INSTRUCTIONS TO FOLLOW ▸ Gather every line of the data below that contains the word "dark". Treat uppercase and lowercase as different.

PROVIDED DATA ▸

◇ ◇ ◇ ◇ ◇ ◇ ◇

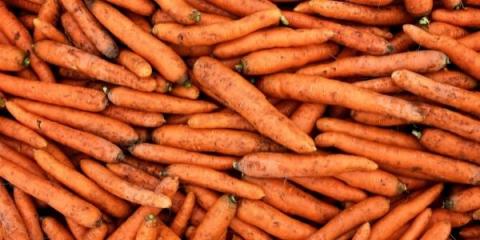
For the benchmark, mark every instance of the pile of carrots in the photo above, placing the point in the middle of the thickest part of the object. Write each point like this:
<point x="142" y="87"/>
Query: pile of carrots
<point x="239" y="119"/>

◇ ◇ ◇ ◇ ◇ ◇ ◇

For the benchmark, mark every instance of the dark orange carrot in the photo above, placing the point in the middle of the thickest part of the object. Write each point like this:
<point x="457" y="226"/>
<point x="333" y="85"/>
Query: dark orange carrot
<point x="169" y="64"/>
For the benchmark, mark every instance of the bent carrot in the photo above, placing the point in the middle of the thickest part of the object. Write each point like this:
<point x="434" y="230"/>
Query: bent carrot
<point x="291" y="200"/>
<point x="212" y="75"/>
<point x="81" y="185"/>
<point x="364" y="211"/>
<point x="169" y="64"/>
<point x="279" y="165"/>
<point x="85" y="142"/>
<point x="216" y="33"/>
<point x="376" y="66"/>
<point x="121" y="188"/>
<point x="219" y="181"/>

◇ ◇ ◇ ◇ ◇ ◇ ◇

REPLY ▸
For the benchmark, mark every instance of the dark orange carrot in the photo above, placing the point in the middle of the thickest part of the object. Write each point like this:
Query: dark orange carrot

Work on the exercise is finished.